──────── TRECHO DO DOCUMENTO ────────

Curta nossa página


Causas distintas

Pandemia evitou que 300 mil crianças nascessem no Brasil

Publicado

Autor/Imagem:
Paula Adamo Idoeta - BBC News/Carolina Paiva, Edição

A pandemia de covid-19 está tendo efeitos nada desprezíveis na demografia brasileira e mundial, embora os impactos de longo prazo dependam, na prática, de quanto tempo levaremos para conter de vez o coronavírus.

São menos bebês nascendo, mais divórcios e, tristemente, um número impressionante de mortes: 195 mil mortos oficialmente contabilizados no Brasil em 2020, e mais 338 mil mortos em 2021 até agora. O total já ultrapassa 536 mil.

Esse cenário fez com que não se cumprissem as previsões populacionais feitas previamente para 2020 e 2021, como observa José Eustáquio Diniz Alves, doutor em demografia e pesquisador aposentado do IBGE (Instituto Brasileiro de Geografia e Estatística).

Diniz Alves analisou o comportamento da população brasileira no último ano e meio e identificou fatos importantes – alguns deles inéditos em um país que cresce sem parar desde que foi colonizado pelos europeus, cinco séculos atrás.

Confira alguns deles:

1) Menos nascimentos
Quem imaginava que o enclausuramento provocado pela pandemia provocaria um “baby boom” se enganou, explica Diniz Alves à BBC News Brasil.

“A pandemia provocou uma queda na natalidade no mundo inteiro”, diz. “Quem pôde adiar a maternidade, no caso de casais jovens, adiou. (…) Mesmo que tivesse havido mais sexo (entre pessoas quarentenadas em casa), hoje em dia existe uma separação entre sexo e reprodução. Houve muito medo de a mulher grávida ficar doente, medo de o hospital estar sobrecarregado. Basta adiarem-se 20% dos nascimentos para haver um impacto grande na taxa de natalidade.”

Esse impacto já foi sentido em 2020, de gestações possivelmente adiadas logo nos primeiros meses do ano. Enquanto houve em 2019, quase 2,8 milhões de bebês nascidos no país, no ano passado esse número caiu para pouco mais de 2,6 milhões, segundo o Portal da Transparência do Registro Civil.

Se considerarmos que a projeção do IBGE era de que o Brasil teria 2,9 milhões de bebês nascidos no Brasil em 2020, tivemos, na prática, 300 mil bebês a menos do que o esperado.

E Diniz Alves explica que essa redução deve se aprofundar ainda mais neste ano, porque os adiamentos de gestações provavelmente continuaram ao longo do ano passado e do primeiro semestre deste.

──────── REGISTROS DE DADOS ────────

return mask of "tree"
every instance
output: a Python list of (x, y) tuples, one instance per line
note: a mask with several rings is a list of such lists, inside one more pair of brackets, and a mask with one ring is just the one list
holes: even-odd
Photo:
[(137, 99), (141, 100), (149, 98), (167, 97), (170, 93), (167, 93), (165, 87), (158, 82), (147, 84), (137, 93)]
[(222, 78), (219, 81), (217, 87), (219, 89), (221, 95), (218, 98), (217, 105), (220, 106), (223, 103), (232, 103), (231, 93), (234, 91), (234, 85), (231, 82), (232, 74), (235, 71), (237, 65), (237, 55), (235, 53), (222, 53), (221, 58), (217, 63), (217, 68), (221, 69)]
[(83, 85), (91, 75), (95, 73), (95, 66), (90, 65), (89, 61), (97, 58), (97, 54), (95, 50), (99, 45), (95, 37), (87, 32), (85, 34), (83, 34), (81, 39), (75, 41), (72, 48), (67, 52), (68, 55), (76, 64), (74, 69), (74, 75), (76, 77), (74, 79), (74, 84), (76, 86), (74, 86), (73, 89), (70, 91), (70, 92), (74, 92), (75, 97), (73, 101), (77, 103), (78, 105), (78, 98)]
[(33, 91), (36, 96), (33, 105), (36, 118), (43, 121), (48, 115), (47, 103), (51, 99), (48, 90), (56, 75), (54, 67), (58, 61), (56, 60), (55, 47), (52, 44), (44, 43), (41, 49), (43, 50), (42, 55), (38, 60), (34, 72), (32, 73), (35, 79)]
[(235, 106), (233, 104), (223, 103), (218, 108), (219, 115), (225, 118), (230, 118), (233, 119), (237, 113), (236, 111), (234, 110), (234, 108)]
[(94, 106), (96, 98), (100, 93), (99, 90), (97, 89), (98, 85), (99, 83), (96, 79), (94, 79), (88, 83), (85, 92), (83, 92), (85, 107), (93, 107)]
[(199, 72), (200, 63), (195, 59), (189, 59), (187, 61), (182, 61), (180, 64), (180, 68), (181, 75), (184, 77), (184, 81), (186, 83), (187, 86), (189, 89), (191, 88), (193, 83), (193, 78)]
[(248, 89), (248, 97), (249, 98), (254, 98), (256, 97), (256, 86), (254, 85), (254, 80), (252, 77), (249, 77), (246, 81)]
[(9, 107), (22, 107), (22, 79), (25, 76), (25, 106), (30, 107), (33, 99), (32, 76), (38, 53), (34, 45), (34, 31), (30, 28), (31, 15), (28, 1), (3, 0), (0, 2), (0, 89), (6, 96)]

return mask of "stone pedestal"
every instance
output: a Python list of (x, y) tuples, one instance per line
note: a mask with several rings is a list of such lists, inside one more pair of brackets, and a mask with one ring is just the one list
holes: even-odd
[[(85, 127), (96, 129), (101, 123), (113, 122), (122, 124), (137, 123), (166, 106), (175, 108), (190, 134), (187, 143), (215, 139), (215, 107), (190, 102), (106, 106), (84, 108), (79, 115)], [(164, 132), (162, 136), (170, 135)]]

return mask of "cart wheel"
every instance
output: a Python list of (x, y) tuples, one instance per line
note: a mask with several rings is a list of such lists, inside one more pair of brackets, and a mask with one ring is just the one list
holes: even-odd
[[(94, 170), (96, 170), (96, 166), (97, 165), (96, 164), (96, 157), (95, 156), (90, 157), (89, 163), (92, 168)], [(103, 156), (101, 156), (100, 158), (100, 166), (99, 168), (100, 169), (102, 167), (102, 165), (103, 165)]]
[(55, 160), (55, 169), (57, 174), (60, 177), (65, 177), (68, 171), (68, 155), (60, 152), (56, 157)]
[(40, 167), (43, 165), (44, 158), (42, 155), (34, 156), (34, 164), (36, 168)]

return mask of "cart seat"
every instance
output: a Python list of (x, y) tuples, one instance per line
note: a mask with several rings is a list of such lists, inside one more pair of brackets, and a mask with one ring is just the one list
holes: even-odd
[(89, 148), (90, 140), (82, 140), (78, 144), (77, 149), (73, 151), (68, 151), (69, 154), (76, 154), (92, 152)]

────────

Resuma o trecho do documento em duas frases.

Segundo o doutor em demografia José Eustáquio Diniz Alves, a pandemia de covid-19 reduziu os nascimentos no Brasil, pois quem pôde adiar a maternidade adiou, diante do medo de a gestante adoecer e de o hospital estar sobrecarregado. Em 2020 nasceram pouco mais de 2,6 milhões de bebês, contra quase 2,8 milhões em 2019 e uma projeção de 2,9 milhões do IBGE, o que representa 300 mil a menos do que o esperado, e essa redução deve se aprofundar neste ano.